Passage to read:
-- Opening Marker --
To fix this problem with the binding cache, DCE 1.2.1 now ensures that the requested_site_name in a registry binding lookup matches the requested_site_name on a cache entry, before returning it. With this additional check, the binding to a specific server obtained in step (ii) can no longer be returned from the request for a binding to any secd in the cell in step (i).

Configuration file management

Part of the problem with managing any large cell of DCE client machines, is the management overhead involved with the many copies of configuration files.

In a large cell environment, both the pe_site file (security server binding list) and the krb.conf file (Kerberos configuration file) can become out of date on every client, as security servers are added/removed/moved within a cell.

To solve this problem, we have added functionality to dced, to automatically update the information in these files on a regular basis.

GSSAPI performance

There was a modification request opened against GSSAPI after DCE 1.1 to notify us that the gssapi.c module's misuse of serviceability debugging statements was causing a fairly large performance hit. We investigated the request and made the necessary fixes (a little more work than the request described) to eliminate the performance hit.

General security performance work

Performance of clients plays a big part in scalability of DCE cells. If clients do not perform adequately to begin with, then any decrease in cell speed as a result of increased server size will be more likely to cause problems. Given that the perception of overall performance can be more important than absolute performance numbers, we went looking for things that appeared to be taking longer than they should:

Name translation performance.
In DCE 1.1, there was a limitation in sec_id_parse_*() calls, where they would never get a cache hit if the input global name was cell relative. This was fixed, along with some other performance improvements to the code (e.g., make calls to registry binding from the sec_id layer more efficient).
CDS security context lookups.
The CDS client code calls sec_login_export_context() twice for every usage (once with a 0 length, so it can determine the actual length needed). At first, this appeared to be unnecessary overhead, but it turns out to be necessary given the current CDS client implementation. The quick fix is to make the simple case of sec_login_export_context() (when called with a 0 length buffer) a fast path that does hardly any work. This fix improved CDS lookups by upwards of 10% in hand testing.
Ticket cache storage.
New Kerberos tickets were always appended to the end of the credential file cache, allowing it to grow without bound. This limitation required overhead on every lookup to scan over the expired credentials. This caused fairly large credential cache files for users if they stayed logged in for days at a time, and for machines that use the same credential cache for as long as they remain up.
New tickets now overwrite any existing ticket for the same client and server as long as the tickets are the same size. If the existing ticket has not expired, then the new ticket overwrites the old one only if the authdata matches. Otherwise the new tickets are appended as previously.
-- Closing Marker --
Data:
-- Opening Marker --
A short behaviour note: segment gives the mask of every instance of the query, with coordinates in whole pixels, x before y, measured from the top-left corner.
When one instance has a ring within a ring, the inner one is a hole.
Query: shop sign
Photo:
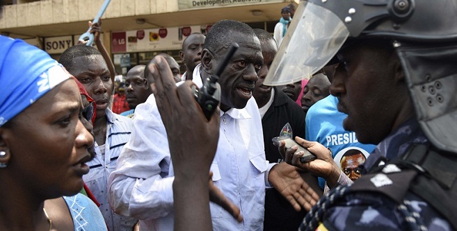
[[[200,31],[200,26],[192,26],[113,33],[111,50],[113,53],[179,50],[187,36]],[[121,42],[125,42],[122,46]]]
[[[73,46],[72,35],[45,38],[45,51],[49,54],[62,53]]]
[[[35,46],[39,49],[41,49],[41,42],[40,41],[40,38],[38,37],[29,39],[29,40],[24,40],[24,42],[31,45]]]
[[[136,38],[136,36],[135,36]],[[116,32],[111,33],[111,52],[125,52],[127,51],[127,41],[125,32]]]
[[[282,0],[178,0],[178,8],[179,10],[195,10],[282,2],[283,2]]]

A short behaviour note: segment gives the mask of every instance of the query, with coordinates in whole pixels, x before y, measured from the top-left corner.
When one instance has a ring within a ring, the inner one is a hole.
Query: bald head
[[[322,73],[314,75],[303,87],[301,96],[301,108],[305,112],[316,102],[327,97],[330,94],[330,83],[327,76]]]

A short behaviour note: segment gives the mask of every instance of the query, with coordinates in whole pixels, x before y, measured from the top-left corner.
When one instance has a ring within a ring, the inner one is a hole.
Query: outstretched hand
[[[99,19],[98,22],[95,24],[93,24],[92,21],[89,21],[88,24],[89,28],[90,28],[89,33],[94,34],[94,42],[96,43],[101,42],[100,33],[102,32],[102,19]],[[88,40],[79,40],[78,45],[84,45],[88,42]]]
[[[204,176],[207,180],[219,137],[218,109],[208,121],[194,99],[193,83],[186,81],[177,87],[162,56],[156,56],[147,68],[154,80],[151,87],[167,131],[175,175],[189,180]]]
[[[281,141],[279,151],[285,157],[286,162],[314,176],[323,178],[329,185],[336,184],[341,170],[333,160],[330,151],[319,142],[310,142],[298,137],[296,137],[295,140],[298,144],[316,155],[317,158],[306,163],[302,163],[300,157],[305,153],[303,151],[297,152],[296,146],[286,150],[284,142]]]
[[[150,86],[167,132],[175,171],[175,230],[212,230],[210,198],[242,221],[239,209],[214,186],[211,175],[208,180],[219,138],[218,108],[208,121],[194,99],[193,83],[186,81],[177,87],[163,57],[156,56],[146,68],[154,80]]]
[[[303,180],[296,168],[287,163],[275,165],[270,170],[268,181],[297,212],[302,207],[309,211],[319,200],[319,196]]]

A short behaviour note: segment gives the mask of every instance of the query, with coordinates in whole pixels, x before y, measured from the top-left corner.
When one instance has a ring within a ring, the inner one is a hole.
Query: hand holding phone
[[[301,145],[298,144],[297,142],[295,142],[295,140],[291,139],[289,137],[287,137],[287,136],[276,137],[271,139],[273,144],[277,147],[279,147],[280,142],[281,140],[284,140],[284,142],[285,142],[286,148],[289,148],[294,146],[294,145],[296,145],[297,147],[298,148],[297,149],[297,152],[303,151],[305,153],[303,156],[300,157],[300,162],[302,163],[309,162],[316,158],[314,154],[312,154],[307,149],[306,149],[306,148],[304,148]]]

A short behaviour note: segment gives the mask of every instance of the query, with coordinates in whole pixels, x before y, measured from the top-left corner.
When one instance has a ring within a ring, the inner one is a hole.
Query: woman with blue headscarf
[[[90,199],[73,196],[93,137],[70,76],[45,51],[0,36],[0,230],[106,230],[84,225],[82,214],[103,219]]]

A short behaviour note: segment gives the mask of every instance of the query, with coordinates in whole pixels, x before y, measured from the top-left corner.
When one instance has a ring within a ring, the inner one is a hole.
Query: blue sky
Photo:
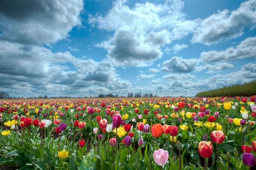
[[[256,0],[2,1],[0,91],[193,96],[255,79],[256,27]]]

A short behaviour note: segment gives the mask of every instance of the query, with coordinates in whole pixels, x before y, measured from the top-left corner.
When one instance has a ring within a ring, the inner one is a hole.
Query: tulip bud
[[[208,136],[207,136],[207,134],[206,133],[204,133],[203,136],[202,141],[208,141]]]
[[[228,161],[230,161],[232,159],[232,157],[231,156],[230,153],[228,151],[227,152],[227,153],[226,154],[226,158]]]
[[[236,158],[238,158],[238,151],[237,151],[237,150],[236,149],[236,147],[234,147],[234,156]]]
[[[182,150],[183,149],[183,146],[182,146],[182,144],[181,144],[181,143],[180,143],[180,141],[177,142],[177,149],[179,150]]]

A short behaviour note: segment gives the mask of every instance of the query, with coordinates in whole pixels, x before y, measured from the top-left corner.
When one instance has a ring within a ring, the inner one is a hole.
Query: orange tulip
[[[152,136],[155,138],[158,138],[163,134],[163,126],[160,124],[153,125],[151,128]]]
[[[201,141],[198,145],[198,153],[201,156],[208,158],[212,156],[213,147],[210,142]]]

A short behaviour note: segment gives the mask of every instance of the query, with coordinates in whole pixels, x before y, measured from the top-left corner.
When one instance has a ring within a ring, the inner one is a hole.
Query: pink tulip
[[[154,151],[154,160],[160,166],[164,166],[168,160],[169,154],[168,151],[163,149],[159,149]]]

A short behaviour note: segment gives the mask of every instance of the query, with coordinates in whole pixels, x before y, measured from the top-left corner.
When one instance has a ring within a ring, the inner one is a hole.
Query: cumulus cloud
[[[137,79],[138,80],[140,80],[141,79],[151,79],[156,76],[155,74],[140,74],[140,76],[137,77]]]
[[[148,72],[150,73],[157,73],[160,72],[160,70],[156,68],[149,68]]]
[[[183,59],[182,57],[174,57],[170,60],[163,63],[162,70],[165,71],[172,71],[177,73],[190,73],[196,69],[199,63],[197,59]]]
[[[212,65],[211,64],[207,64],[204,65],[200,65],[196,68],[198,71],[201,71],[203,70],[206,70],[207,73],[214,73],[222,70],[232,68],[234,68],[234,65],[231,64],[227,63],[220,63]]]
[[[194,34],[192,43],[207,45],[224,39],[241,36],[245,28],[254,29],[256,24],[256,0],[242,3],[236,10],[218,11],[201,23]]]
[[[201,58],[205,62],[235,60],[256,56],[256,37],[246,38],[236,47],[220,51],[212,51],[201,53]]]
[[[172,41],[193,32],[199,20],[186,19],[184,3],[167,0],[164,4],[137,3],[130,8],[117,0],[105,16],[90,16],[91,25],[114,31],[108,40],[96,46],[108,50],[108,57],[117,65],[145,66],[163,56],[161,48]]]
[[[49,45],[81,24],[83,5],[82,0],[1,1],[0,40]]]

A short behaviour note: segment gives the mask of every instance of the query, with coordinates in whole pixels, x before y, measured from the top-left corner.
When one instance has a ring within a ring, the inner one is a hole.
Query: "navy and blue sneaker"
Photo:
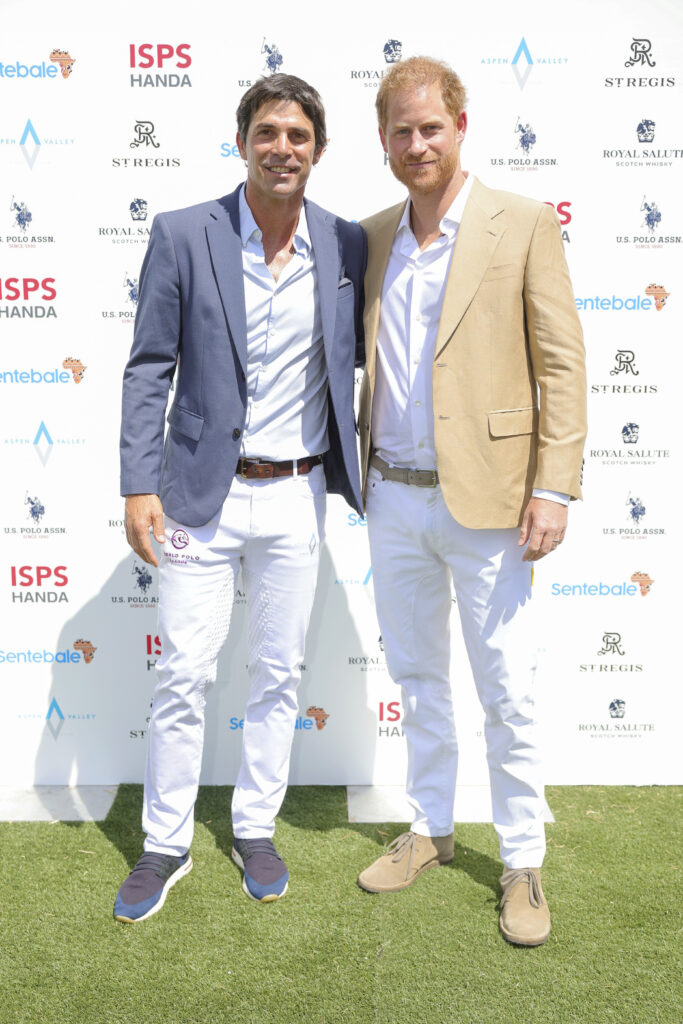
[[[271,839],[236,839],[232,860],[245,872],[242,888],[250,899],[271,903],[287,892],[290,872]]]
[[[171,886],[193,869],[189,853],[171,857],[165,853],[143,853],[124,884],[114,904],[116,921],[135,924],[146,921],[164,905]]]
-- Closing Marker --
-- Opening Marker --
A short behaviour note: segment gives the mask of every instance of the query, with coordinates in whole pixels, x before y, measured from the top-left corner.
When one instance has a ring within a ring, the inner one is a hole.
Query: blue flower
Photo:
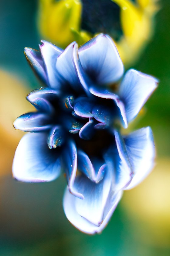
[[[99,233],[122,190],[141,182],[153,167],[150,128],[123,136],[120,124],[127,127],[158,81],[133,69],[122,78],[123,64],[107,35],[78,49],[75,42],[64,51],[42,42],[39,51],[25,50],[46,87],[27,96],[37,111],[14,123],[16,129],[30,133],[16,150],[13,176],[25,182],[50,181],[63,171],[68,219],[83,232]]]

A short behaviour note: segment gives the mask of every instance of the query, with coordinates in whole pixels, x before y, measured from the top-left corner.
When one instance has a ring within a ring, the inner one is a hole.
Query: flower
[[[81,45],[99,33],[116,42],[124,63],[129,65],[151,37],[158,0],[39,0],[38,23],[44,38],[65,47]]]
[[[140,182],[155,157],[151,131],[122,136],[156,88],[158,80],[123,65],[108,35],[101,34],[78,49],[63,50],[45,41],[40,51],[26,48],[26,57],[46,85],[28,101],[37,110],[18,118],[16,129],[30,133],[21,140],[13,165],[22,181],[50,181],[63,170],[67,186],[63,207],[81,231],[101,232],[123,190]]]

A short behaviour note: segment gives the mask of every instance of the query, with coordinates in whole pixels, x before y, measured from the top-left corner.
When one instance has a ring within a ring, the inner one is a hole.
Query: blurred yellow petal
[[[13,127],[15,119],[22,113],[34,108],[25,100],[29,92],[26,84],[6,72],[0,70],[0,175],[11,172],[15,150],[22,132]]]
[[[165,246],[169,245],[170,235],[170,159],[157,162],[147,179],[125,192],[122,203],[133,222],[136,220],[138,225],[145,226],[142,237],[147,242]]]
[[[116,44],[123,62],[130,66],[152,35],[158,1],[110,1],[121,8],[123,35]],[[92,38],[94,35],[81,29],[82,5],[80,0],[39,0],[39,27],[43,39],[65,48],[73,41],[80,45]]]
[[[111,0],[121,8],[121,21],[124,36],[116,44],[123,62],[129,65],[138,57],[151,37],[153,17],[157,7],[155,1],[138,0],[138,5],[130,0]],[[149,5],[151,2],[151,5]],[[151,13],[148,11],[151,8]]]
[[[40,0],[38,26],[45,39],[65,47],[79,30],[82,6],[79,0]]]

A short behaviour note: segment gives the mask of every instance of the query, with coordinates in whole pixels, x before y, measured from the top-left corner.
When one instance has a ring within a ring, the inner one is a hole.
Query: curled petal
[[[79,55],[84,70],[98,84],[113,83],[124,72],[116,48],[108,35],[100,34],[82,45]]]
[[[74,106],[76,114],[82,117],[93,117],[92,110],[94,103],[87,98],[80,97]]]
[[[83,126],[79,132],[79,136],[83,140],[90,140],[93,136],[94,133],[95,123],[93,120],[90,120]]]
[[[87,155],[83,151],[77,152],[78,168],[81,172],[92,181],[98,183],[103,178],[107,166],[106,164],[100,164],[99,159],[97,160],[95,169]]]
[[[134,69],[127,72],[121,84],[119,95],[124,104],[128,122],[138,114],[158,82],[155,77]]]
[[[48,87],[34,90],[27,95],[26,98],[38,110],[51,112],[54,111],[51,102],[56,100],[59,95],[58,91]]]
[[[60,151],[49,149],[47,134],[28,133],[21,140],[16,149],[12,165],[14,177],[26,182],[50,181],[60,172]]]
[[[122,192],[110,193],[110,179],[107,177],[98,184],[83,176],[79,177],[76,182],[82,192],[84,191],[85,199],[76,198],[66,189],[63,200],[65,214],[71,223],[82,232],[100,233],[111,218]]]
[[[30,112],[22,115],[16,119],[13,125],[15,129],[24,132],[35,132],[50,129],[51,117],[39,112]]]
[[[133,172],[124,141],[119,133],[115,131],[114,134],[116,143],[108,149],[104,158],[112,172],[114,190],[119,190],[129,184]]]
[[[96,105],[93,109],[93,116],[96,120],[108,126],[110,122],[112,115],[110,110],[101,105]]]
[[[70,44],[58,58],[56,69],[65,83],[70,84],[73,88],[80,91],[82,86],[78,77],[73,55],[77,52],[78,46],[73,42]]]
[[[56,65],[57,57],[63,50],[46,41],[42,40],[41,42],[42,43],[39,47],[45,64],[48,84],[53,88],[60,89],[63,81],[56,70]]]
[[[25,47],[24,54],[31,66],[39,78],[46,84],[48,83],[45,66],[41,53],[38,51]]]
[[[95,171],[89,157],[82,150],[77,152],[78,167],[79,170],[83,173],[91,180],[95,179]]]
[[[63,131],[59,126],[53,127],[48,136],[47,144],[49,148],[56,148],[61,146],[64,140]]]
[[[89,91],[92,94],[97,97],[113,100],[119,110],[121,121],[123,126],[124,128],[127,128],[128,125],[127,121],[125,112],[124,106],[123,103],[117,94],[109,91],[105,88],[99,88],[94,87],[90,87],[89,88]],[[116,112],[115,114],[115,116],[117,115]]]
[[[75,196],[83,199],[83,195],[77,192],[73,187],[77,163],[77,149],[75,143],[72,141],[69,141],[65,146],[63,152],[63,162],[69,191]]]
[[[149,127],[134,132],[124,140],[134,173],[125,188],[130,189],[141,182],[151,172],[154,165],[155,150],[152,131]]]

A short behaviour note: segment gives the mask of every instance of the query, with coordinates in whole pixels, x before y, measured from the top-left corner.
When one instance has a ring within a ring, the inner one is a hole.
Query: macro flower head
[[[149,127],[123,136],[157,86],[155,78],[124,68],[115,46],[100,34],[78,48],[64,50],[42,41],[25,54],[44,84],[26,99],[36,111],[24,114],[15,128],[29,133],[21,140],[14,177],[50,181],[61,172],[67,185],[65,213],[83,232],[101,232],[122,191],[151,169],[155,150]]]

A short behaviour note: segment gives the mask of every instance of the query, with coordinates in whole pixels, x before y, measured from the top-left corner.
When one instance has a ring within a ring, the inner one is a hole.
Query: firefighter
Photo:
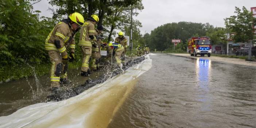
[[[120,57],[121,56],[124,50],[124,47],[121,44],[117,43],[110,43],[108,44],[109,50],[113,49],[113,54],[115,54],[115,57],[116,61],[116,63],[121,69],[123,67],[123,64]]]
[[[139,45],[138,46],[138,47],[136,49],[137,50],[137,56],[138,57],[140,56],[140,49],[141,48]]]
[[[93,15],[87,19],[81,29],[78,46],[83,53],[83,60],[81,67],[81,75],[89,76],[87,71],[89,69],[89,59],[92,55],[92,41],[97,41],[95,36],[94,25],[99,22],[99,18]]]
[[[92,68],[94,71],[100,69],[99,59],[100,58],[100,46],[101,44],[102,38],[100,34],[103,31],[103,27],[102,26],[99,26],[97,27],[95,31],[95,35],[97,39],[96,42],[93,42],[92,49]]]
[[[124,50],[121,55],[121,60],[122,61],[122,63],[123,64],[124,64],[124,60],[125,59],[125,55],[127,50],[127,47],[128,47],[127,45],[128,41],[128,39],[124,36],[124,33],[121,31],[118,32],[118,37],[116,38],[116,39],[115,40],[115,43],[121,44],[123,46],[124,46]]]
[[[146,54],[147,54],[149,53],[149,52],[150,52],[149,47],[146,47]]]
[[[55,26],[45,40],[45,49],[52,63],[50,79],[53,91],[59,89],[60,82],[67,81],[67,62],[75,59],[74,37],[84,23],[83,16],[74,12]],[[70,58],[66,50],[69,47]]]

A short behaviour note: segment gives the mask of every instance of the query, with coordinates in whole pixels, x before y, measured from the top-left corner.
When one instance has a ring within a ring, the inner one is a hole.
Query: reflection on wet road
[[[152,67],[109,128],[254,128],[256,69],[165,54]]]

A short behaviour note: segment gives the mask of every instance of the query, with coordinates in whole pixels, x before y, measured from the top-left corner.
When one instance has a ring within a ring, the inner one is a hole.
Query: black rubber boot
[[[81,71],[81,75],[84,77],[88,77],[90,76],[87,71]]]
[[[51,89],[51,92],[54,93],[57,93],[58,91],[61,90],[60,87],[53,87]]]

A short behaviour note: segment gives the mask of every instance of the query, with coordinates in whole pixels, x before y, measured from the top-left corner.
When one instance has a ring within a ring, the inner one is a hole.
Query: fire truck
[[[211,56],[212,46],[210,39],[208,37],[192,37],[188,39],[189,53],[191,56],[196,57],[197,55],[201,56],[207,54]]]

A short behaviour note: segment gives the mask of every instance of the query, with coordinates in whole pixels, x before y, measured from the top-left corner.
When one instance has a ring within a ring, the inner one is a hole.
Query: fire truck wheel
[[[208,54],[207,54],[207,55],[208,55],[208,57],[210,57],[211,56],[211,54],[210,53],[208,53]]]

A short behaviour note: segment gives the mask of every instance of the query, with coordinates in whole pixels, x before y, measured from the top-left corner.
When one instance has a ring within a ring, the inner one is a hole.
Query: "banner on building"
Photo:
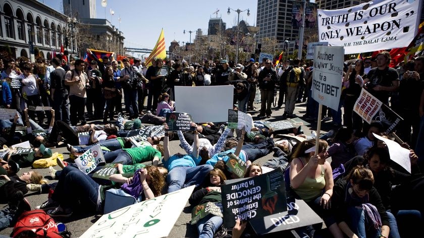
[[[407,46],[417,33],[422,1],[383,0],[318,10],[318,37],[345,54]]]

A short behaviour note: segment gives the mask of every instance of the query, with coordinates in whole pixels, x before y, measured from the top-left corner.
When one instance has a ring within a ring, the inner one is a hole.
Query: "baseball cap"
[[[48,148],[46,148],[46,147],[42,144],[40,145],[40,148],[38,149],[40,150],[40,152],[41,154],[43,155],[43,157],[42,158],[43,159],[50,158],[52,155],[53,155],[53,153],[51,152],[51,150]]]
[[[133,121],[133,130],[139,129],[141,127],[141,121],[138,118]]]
-- Closing Marker --
-- Opening Marker --
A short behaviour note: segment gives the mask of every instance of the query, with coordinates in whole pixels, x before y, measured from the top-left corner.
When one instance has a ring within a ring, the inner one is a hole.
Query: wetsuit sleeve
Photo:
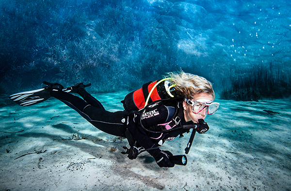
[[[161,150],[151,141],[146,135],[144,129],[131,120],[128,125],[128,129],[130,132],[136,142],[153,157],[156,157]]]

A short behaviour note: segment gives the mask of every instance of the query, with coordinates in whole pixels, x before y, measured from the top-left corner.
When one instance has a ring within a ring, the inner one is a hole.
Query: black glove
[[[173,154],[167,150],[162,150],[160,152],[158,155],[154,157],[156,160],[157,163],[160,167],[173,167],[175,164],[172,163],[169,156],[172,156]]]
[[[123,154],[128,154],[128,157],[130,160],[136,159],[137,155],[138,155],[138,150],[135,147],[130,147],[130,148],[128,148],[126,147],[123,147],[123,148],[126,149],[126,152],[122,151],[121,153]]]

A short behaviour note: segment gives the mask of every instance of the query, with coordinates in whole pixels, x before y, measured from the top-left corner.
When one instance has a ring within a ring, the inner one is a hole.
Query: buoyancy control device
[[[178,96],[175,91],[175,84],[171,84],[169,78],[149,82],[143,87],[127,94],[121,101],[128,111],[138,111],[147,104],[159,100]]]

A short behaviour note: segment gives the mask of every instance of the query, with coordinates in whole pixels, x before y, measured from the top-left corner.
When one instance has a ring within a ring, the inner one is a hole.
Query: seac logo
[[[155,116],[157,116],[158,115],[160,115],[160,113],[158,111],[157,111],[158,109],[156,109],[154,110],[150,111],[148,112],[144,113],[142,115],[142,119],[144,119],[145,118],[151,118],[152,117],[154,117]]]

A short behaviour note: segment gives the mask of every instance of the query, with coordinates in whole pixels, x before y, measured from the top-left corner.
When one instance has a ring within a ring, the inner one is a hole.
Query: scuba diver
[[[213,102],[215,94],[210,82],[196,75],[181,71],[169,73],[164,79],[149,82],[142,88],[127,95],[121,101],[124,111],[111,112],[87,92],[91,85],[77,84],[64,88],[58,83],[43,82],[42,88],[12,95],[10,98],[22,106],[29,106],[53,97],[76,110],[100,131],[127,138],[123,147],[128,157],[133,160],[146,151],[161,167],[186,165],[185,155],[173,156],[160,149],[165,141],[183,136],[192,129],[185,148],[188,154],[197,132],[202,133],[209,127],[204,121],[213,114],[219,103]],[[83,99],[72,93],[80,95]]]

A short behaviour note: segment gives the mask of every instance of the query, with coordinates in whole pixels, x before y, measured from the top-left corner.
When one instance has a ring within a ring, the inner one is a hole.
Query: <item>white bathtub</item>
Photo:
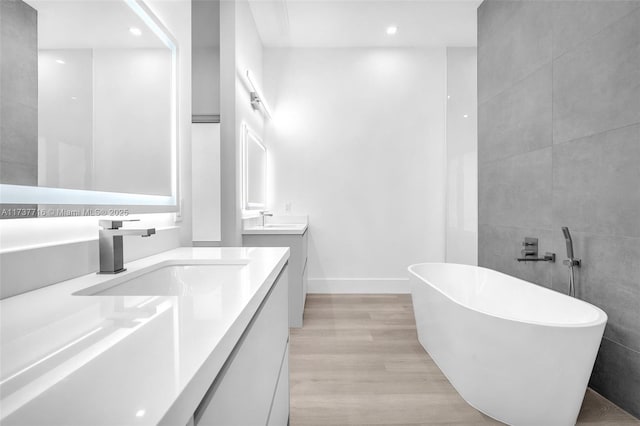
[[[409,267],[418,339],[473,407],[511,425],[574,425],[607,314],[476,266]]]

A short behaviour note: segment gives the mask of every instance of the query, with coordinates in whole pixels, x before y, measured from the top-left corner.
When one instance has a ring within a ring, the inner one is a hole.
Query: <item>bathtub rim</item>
-- Closing Marker --
Work request 1: In the passage on DCE performance work, why does the CDS client code call sec_login_export_context() twice for every usage?
Work request 2: Reproduce the part of the passage on DCE performance work starting at "In DCE 1.1, there" and ending at "security context lookups.".

Worked solution 1: The first call uses a 0 length so that the client can determine the actual length needed. The passage says both calls are necessary given the current CDS client implementation. The fix therefore made the 0-length call a fast path that does hardly any work.

Worked solution 2:
In DCE 1.1, there was a limitation in sec_id_parse_*() calls, where they would never get a cache hit if the input global name was cell relative. This was fixed, along with some other performance improvements to the code (e.g., make calls to registry binding from the sec_id layer more efficient).
CDS security context lookups.